#### [Consigne]
Repérez dans le matériel ci-dessous chaque ligne qui contient la chaîne « horizon », puis recopiez ces lignes en entier.

#### [Données fournies]
··········

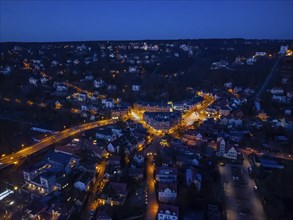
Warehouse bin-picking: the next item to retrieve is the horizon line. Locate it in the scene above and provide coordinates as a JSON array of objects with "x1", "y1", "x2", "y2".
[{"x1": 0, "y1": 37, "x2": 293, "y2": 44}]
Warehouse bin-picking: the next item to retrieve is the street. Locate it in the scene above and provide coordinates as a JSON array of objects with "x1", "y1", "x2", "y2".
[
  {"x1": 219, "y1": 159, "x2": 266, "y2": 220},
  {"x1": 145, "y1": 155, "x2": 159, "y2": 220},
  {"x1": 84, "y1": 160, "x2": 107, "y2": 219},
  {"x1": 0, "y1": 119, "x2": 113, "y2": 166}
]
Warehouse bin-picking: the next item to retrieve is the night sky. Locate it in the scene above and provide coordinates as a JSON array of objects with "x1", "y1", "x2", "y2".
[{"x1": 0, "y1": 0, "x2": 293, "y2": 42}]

··········

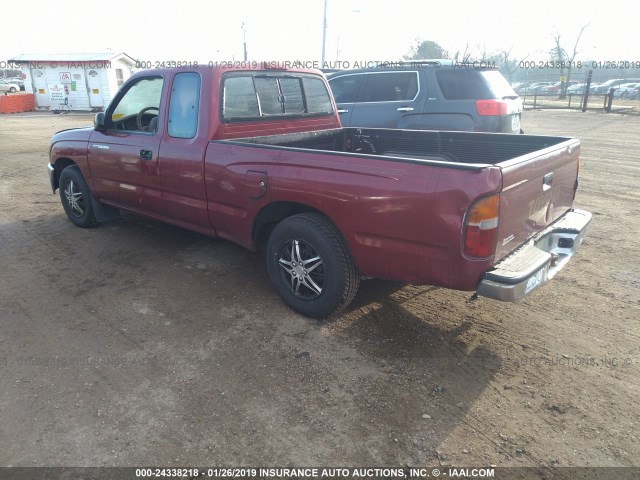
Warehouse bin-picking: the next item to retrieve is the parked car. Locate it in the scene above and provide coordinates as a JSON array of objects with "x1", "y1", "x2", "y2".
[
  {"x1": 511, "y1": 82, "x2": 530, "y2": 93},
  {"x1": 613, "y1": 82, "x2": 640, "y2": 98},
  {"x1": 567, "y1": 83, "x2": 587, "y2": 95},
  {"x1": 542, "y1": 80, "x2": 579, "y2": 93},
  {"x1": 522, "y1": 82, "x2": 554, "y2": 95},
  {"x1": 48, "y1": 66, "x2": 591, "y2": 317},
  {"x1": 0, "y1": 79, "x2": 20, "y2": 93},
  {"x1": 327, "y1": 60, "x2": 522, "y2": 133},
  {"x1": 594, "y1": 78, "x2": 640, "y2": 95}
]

··········

#### [Réponse]
Warehouse bin-picking: the next item to retrieve is the horizon line. Locate it in the scene above and provide coordinates as a JSON array of objects with "x1", "y1", "x2", "y2".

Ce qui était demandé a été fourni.